▶ _Stated goal_: Count the lines in the rows below that contain the string "brick". Reply with the number alone.

▶ _Supplied material_:
+ + + + + + +
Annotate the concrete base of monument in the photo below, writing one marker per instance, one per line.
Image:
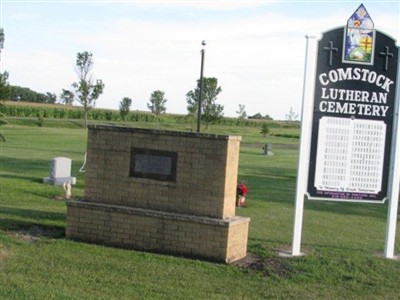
+ + + + + + +
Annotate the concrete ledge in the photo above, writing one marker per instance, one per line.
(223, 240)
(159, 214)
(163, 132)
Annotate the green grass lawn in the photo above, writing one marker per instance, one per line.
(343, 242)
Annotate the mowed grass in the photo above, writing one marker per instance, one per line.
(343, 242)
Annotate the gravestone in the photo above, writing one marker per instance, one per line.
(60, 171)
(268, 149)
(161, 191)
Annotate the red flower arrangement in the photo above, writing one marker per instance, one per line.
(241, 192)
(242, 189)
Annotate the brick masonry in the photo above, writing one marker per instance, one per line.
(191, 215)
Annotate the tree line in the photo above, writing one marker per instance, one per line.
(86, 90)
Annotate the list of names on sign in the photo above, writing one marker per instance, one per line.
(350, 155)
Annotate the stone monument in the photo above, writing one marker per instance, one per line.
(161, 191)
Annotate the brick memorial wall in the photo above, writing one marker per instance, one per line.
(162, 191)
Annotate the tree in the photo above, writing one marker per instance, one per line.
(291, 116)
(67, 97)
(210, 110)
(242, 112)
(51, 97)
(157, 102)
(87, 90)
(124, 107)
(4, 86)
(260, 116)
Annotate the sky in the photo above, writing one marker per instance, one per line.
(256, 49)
+ + + + + + +
▶ _Result of this exercise_: 2